EXTRAIT DU DOCUMENT -
════════
En droit européen, la liberté d’expression est notamment encadrée par les dispositions du second paragraphe de l’article 10 de la Convention européenne des droits de l’homme et des libertés fondamentales précité qui circonscrit son exercice et le soumet à « certaines formalités, conditions, restrictions ou sanctions prévues par la loi, qui constituent des mesures nécessaires, dans une société démocratique, à la sécurité nationale, à l’intégrité territoriale ou à la sûreté publique, à la défense de l’ordre et à la prévention du crime, à la protection de la santé ou de la morale, à la protection de la réputation ou des droits d’autrui, pour empêcher la divulgation d’informations confidentielles ou pour garantir l’autorité et l’impartialité du pouvoir judiciaire ».
Par ailleurs, cet article se voit limiter par un autre article de la Convention, l’article 17, qui prévoit :
« Aucune des dispositions de la présente Convention ne peut être interprétée comme impliquant pour un Etat, un groupement ou un individu, un droit quelconque de se livrer à une activité ou d’accomplir un acte visant à la destruction des droits ou libertés reconnus dans la présente Convention ou à des limitations plus amples de ces droits et libertés que celles prévues à ladite Convention. »
════════
DONNÉES ÉTUDIÉES -
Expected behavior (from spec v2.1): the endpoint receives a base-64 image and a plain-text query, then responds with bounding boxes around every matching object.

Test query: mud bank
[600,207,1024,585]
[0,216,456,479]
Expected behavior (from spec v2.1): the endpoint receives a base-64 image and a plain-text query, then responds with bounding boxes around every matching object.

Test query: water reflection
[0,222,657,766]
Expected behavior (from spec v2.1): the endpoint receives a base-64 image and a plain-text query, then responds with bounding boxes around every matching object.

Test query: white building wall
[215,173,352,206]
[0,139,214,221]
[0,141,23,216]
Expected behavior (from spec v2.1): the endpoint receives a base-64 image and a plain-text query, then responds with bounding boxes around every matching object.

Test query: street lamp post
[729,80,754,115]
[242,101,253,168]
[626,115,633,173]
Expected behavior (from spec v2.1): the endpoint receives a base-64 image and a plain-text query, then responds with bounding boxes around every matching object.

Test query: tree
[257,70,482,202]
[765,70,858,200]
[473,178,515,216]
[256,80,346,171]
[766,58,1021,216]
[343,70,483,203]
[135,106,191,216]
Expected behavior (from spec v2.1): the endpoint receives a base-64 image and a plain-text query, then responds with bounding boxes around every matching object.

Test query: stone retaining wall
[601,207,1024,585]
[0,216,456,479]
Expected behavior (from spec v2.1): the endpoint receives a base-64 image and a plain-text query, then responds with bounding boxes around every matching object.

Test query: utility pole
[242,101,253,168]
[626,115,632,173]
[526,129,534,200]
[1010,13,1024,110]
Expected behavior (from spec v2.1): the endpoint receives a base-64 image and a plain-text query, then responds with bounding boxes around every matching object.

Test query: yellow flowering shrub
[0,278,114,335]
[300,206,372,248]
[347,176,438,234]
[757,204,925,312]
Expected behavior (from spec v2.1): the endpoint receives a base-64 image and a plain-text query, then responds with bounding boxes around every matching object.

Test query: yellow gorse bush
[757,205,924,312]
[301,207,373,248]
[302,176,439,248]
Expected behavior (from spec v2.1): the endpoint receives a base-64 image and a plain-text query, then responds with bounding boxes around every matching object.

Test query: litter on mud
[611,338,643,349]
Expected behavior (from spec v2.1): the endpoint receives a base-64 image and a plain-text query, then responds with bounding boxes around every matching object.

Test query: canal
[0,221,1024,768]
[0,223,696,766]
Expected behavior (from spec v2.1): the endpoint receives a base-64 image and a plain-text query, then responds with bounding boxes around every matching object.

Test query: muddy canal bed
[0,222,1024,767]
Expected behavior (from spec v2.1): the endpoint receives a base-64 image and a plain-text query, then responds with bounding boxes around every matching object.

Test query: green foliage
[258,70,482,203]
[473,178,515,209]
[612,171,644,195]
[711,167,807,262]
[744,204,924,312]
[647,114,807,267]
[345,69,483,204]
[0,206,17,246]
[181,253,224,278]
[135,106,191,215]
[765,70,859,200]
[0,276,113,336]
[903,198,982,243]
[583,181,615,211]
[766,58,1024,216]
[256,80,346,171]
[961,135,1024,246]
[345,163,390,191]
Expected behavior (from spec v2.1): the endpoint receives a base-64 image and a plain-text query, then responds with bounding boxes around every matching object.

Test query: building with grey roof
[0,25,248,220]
════════
Pour chaque affirmation, dites si elle va dans le sens de l'extrait sur la liberté d'expression en répondant par oui ou par non, puis recopiez mot pour mot le passage qui tranche. (a) L'article 10 permet de limiter la liberté d'expression pour protéger la réputation d'autrui. (b) L'article 17 donne à un État le droit d'agir pour détruire les libertés reconnues par la Convention. (c) Les restrictions à la liberté d'expression doivent être prévues par la loi.

(a) Oui : « à la protection de la réputation ou des droits d’autrui ».
(b) Non : « Aucune des dispositions de la présente Convention ne peut être interprétée comme impliquant pour un Etat, un groupement ou un individu, un droit quelconque de se livrer à une activité ou d’accomplir un acte visant à la destruction des droits ou libertés reconnus dans la présente Convention ».
(c) Oui : « certaines formalités, conditions, restrictions ou sanctions prévues par la loi ».